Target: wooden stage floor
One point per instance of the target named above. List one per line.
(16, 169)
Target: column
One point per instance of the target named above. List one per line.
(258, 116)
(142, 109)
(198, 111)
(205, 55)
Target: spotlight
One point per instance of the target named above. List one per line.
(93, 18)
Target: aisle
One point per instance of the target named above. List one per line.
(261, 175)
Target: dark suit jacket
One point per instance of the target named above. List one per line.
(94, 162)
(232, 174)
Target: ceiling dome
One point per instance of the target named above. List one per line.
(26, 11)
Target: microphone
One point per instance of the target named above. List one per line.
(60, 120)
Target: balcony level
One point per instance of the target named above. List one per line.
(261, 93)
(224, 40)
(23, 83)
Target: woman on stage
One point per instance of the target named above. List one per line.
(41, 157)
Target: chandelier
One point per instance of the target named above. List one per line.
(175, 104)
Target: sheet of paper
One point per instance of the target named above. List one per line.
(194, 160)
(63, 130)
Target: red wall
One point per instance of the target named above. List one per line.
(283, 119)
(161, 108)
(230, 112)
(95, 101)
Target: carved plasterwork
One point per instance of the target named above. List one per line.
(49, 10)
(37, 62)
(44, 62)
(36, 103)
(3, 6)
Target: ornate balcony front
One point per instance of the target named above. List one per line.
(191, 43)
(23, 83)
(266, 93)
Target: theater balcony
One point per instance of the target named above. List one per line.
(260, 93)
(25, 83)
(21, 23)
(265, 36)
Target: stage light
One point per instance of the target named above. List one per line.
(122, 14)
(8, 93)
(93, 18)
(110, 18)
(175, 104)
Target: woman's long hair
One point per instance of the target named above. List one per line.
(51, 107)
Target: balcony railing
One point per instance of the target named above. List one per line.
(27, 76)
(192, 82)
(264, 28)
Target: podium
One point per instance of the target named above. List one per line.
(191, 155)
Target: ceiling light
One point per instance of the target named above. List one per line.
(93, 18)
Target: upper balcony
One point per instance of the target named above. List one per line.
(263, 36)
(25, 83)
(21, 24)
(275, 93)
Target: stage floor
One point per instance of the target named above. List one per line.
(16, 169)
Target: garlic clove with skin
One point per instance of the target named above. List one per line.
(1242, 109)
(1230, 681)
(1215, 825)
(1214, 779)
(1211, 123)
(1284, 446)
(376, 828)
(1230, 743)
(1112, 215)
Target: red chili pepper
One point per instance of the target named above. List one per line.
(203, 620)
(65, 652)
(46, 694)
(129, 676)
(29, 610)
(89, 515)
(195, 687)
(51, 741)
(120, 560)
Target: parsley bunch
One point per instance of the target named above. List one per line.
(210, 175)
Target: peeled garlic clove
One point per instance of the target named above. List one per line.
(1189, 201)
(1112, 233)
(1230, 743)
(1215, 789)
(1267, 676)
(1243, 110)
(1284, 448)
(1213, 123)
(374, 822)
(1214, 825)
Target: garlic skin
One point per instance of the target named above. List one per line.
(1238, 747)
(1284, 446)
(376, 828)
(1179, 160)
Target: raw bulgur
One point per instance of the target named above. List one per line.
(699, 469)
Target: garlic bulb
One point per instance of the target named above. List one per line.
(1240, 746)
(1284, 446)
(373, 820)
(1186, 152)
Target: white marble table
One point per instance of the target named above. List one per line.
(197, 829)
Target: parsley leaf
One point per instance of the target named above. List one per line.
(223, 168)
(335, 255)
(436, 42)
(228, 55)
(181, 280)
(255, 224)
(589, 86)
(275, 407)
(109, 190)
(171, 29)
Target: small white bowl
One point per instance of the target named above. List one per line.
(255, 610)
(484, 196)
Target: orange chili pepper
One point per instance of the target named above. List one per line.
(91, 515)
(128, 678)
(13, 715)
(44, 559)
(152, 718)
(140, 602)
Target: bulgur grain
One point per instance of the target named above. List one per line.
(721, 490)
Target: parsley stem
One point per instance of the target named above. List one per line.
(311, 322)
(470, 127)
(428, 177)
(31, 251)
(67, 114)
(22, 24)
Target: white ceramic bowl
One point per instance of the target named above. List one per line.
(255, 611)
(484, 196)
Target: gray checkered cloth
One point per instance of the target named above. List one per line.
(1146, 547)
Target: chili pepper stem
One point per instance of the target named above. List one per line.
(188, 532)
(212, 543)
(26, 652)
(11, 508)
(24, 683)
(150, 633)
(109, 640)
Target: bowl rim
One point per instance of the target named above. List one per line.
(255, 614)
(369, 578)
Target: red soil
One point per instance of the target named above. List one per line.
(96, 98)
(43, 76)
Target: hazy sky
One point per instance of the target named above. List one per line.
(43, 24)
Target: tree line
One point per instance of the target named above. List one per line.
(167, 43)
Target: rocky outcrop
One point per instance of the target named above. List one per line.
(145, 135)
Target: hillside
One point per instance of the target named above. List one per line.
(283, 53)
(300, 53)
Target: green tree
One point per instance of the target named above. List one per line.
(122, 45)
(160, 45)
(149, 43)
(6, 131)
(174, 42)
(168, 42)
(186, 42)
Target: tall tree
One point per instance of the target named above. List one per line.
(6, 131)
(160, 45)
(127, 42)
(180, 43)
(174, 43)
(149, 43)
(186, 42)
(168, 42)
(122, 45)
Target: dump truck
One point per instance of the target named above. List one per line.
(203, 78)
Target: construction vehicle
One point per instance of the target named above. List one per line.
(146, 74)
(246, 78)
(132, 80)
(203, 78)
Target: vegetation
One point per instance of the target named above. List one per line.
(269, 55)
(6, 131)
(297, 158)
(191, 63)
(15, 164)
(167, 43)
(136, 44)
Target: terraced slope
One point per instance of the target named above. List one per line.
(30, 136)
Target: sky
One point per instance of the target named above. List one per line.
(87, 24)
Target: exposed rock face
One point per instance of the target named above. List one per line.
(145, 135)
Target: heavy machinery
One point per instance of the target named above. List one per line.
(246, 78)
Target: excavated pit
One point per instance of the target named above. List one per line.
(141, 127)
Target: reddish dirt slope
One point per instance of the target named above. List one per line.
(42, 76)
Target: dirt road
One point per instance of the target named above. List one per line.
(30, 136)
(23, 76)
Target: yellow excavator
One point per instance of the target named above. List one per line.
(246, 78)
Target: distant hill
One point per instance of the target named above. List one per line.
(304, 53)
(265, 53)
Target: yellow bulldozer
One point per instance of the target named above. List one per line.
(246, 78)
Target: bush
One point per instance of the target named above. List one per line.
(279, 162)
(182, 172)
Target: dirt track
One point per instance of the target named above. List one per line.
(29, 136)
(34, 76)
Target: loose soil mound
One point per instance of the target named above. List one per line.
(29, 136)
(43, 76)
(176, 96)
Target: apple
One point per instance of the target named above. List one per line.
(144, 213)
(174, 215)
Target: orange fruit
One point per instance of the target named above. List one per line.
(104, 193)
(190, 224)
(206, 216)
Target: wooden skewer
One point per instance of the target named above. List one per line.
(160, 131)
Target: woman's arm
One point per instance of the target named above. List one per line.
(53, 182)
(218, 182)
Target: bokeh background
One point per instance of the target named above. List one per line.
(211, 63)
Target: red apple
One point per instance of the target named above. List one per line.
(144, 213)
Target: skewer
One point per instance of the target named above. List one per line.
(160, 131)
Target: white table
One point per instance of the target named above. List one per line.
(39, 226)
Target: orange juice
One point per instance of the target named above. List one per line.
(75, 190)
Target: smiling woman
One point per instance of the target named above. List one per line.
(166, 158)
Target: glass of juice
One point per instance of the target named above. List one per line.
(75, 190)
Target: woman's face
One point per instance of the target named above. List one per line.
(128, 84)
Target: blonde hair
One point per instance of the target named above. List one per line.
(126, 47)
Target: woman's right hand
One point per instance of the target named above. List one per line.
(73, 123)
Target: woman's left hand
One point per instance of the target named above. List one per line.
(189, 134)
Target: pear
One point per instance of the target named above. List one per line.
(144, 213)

> _What you are asked to do_: Reproduce the material above, every line of it, exactly.

> _Output of the task_:
Target: wooden stage floor
One point per instance of the target named above. List one per line.
(16, 169)
Target: column
One point per instance of the target named above. List one per line.
(258, 116)
(142, 109)
(198, 111)
(205, 55)
Target: spotlight
One point per instance of the target named above. List one per line.
(93, 18)
Target: aisle
One point per instance of the target named above. List one per line.
(261, 175)
Target: dark suit jacket
One point per instance of the target named above. List one per line.
(94, 162)
(232, 174)
Target: ceiling dome
One point per instance of the target named above. List one per line.
(26, 11)
Target: microphone
One point per instance of the target named above. List one per line.
(60, 120)
Target: balcony level
One point per instance of the target named above. List one per line.
(261, 93)
(224, 40)
(23, 83)
Target: woman on stage
One point per instance of the target named above. List one per line.
(41, 157)
Target: chandelier
One point per instance of the target named above. List one per line.
(175, 104)
Target: sheet of paper
One point per instance of the target named above. List one per line.
(194, 160)
(63, 130)
Target: red wall
One point per instance of the target named above. List one per line.
(283, 119)
(161, 108)
(230, 112)
(95, 101)
Target: carved plasterwork
One point per instance of the target named above. List one per line.
(49, 10)
(37, 62)
(44, 62)
(36, 103)
(3, 6)
Target: ornate balcony front
One point per instance of the target named above. List one per line.
(191, 43)
(23, 83)
(266, 93)
Target: theater balcony
One point per instance of the target named above. List one per line.
(260, 93)
(25, 83)
(21, 23)
(265, 36)
Target: stage light
One point per instance of the target named above. List one per line.
(122, 14)
(8, 93)
(93, 18)
(110, 18)
(175, 104)
Target: woman's long hair
One point per instance of the target named above. List one per line.
(51, 107)
Target: balcony railing
One point per instance of the target named above. List one per line.
(27, 76)
(192, 82)
(264, 28)
Target: podium
One point per instance of the target named above. List one per line.
(191, 155)
Target: ceiling light
One point per instance of the target named above. List one per line.
(93, 18)
Target: upper balcony
One point per instance of the target named above. List one per line.
(263, 36)
(25, 83)
(21, 24)
(275, 93)
Target: stage floor
One point per instance of the target named above. List one per line.
(16, 169)
Target: garlic clove with skin
One point per instance of the target named above. List one per line.
(1242, 109)
(1230, 681)
(1215, 825)
(1214, 779)
(1211, 123)
(1284, 446)
(376, 828)
(1230, 743)
(1112, 215)
Target: red chili pepper
One point per instance of the target named above. List one per line.
(203, 620)
(65, 652)
(46, 694)
(129, 676)
(29, 610)
(89, 515)
(195, 687)
(51, 741)
(120, 560)
Target: parsley bunch
One point per instance of the target named above. List one per line.
(210, 175)
Target: peeled garlic clove
One point per instance of the target named above. List one per line.
(1189, 201)
(1112, 233)
(1230, 743)
(1215, 789)
(1267, 676)
(1243, 110)
(1284, 448)
(1213, 123)
(374, 822)
(1214, 825)
Target: garlic skin
One point per instance of the target named above. List one per line.
(1238, 747)
(1284, 446)
(376, 828)
(1179, 160)
Target: raw bulgur
One point per instance of the target named above. List one per line.
(699, 469)
Target: garlic bulb
One point per instance of the target named above. List one per line.
(1240, 746)
(1284, 446)
(373, 820)
(1186, 152)
Target: white marble table
One point per instance of the target named above. List one per line.
(197, 829)
Target: parsley leaf
One point per instance of the target named above. List one per line.
(223, 168)
(335, 255)
(436, 42)
(228, 55)
(181, 280)
(255, 224)
(589, 86)
(275, 407)
(109, 190)
(171, 29)
Target: small white bowl
One point per instance of the target named above. List one per line.
(255, 610)
(484, 196)
Target: orange chili pepper
One point per instance of the target named above. List one per line.
(91, 515)
(128, 678)
(13, 715)
(44, 559)
(152, 718)
(140, 602)
Target: bulgur grain
One point per instance of the target named above. List one per line.
(721, 490)
Target: parsley stem
One point per instance of the target named above. List one per line.
(311, 322)
(470, 127)
(428, 177)
(31, 251)
(67, 114)
(22, 24)
Target: white ceramic bowl
One point per instance of the target named above. List one per line.
(255, 611)
(484, 196)
Target: gray checkered cloth
One point per instance of the target named above. List one per line.
(1146, 547)
Target: chili pepper stem
One point per instance of the target named above. List one per line.
(188, 532)
(212, 543)
(26, 652)
(11, 508)
(24, 683)
(150, 633)
(109, 640)
Target: bowl rim
One point per instance of the target named above. List one per line.
(255, 614)
(369, 578)
Target: red soil
One point per instance of the target named above. List one per line.
(96, 98)
(43, 76)
Target: hazy sky
One point per instance of the target named above. List one per line.
(43, 24)
Target: tree line
One point per instance of the target named above. List one per line.
(167, 43)
Target: rocky outcrop
One point per instance of the target named above. List one per line.
(145, 135)
Target: hillside
One point per instance of the target named above. List one per line.
(283, 53)
(300, 53)
Target: green tree
One point per instance of the target named above. List one per line.
(122, 45)
(160, 45)
(149, 43)
(6, 131)
(174, 42)
(168, 42)
(186, 42)
Target: tall tree
One point per instance of the target named above. List one per line.
(6, 131)
(160, 45)
(127, 42)
(180, 43)
(174, 43)
(149, 43)
(186, 42)
(168, 42)
(122, 45)
Target: dump truck
One point per instance of the target named above. List one per line.
(203, 78)
Target: construction vehicle
One point per instance of the target named above. List one per line.
(146, 74)
(246, 78)
(132, 80)
(203, 78)
Target: vegetation
One point per instance of the target named above. List one per line.
(269, 55)
(6, 131)
(297, 158)
(191, 63)
(15, 164)
(167, 43)
(136, 44)
Target: terraced slope
One point per instance of the target named above. List one per line.
(30, 136)
Target: sky
One point per instance of the target named above. List one per line.
(87, 24)
Target: exposed rock face
One point per instance of the target named above. List one per line.
(145, 135)
Target: heavy machinery
One point per instance of the target named above. List one per line.
(246, 78)
Target: excavated pit
One point per instance of the target named above. List one per line.
(141, 127)
Target: reddish dirt slope
One point per instance of the target named above. List one per line.
(42, 76)
Target: dirt road
One point per instance of the target named above. List one per line.
(30, 136)
(23, 76)
Target: yellow excavator
One point per instance of the target named above. List one per line.
(246, 78)
Target: distant hill
One point per instance of the target named above. List one per line.
(304, 53)
(265, 53)
Target: yellow bulldozer
One point per instance of the target named above. List one per line.
(246, 78)
Target: bush
One point per instance of the target named above. List one per line.
(279, 162)
(182, 172)
Target: dirt track
One point per instance of the target named above. List one per line.
(29, 136)
(34, 76)
Target: loose soil mound
One point per instance of the target named above. List one per line.
(29, 136)
(43, 76)
(176, 96)
Target: apple
One point per instance of the target named above. List one per line.
(144, 213)
(174, 215)
Target: orange fruit
One point per instance of the target named above. List one per line.
(104, 193)
(190, 224)
(206, 216)
Target: wooden skewer
One point per instance of the target named above. List one per line.
(160, 131)
Target: woman's arm
One point per instance of the target named above. List one per line.
(53, 182)
(218, 182)
Target: bokeh background
One point per instance of the target named above. List one per line.
(211, 63)
Target: red apple
One point per instance of the target named above. List one per line.
(144, 213)
Target: skewer
One point per instance of the target named above. List one per line.
(160, 131)
Target: white table
One point per instance of the target named above. List one per line.
(39, 226)
Target: orange juice
One point per instance of the target named above. List one per line.
(75, 190)
Target: smiling woman
One point per instance of the target named above. List one per line.
(166, 158)
Target: glass of juice
One point per instance of the target named above. List one per line.
(75, 190)
Target: woman's face
One point per instance of the target named above. List one per line.
(128, 84)
Target: blonde hair
One point per instance of the target named above. List one per line.
(126, 47)
Target: woman's right hand
One point per instance of the target named above. List one per line.
(73, 123)
Target: woman's left hand
One point per instance of the target named above. List one per line.
(189, 134)
Target: pear
One point per instance of the target named above. List one per line.
(144, 213)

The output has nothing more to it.